= Aufgaben =
(a) Übersetze den folgenden Satz aus dem Text über implizite Wahlempfehlungen ins Englische: »Wer dieser Tage das Gratisblatt “Österreich” aufschlägt, dem lächelt auffallend häufig das Gesicht vom Wiener Wohnbaustadtrat Michael Ludwig entgegen.«
(b) Schreibe einen Abschnitt aus dem Text über implizite Wahlempfehlungen unverändert ab. Beginne bei den Worten „Meinungsmache: Implizite Wahlempfehlungen“ und höre nach den Worten „Sebastian Kurz entgegen.“ auf.

= Extrahierter Text =
○ ○ ○ ○ ○

Meinungsmache: Implizite Wahlempfehlungen im Wiener Boulevard

Die Berichterstattung zum parteiinternen Wahlkampf innerhalb der Wiener SPÖ im Gratisblatt „Österreich“ ist alles andere als neutral. Wir zeigen anhand von Beispielen, wie die „implizite Wahlempfehlung“ für Michael Ludwig funktioniert und erklären auch, warum eine derartige Meinungsmache so problematisch ist.

Inhalt

Geht so neutrale Berichterstattung?

Wer dieser Tage das Gratisblatt “Österreich” aufschlägt, dem lächelt auffallend häufig das Gesicht vom Wiener Wohnbaustadtrat Michael Ludwig entgegen.

Wem vor einigen Monaten das Gratisblatt “Österreich” in die Hände fiel, dem grinste auffallend häufig der nunmehrige Kanzler Sebastian Kurz entgegen.

○ ○ ○ ○ ○

= Datenliste =
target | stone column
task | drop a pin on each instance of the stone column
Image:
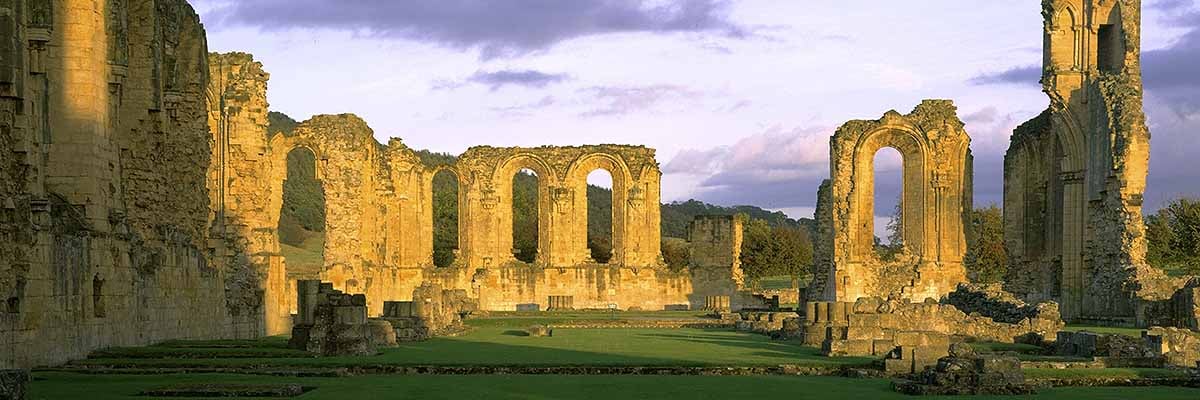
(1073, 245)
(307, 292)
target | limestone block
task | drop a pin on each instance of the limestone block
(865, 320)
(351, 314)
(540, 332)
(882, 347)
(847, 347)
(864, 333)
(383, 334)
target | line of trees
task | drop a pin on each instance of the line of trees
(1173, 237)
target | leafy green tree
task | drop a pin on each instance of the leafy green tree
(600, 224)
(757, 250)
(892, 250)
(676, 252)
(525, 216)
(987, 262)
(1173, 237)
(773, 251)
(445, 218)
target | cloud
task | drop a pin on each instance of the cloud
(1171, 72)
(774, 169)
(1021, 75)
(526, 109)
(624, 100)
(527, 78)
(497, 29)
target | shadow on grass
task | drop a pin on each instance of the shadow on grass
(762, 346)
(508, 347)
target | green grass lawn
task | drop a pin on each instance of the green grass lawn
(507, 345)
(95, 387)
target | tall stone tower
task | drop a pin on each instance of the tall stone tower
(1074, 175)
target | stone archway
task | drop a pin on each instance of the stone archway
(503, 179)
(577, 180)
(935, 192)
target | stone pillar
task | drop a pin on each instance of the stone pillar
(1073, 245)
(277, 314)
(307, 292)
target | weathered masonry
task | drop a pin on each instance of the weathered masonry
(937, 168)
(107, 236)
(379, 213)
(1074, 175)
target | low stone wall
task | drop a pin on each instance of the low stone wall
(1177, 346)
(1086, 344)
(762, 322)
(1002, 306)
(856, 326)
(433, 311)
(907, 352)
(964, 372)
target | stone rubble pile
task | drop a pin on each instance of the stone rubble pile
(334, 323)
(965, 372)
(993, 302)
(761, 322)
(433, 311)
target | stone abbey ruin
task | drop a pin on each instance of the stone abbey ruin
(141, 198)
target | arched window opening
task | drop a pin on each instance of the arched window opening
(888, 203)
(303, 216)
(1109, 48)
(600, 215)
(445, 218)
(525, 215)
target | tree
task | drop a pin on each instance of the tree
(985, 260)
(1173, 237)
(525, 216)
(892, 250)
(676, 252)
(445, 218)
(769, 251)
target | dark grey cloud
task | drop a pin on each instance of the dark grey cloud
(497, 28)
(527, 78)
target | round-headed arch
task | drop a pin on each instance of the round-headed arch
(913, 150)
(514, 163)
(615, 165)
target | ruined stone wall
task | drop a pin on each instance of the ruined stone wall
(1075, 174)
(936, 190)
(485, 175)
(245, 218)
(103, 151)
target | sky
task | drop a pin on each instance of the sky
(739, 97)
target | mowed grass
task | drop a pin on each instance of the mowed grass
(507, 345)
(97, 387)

○ ○ ○ ○ ○

= Lösungen =
(a) Anyone who opens the free newspaper “Österreich” these days is greeted strikingly often by the smiling face of Vienna's city councilor for housing, Michael Ludwig.

(b)
Meinungsmache: Implizite Wahlempfehlungen im Wiener Boulevard

Die Berichterstattung zum parteiinternen Wahlkampf innerhalb der Wiener SPÖ im Gratisblatt „Österreich“ ist alles andere als neutral. Wir zeigen anhand von Beispielen, wie die „implizite Wahlempfehlung“ für Michael Ludwig funktioniert und erklären auch, warum eine derartige Meinungsmache so problematisch ist.

Inhalt

Geht so neutrale Berichterstattung?

Wer dieser Tage das Gratisblatt “Österreich” aufschlägt, dem lächelt auffallend häufig das Gesicht vom Wiener Wohnbaustadtrat Michael Ludwig entgegen.

Wem vor einigen Monaten das Gratisblatt “Österreich” in die Hände fiel, dem grinste auffallend häufig der nunmehrige Kanzler Sebastian Kurz entgegen.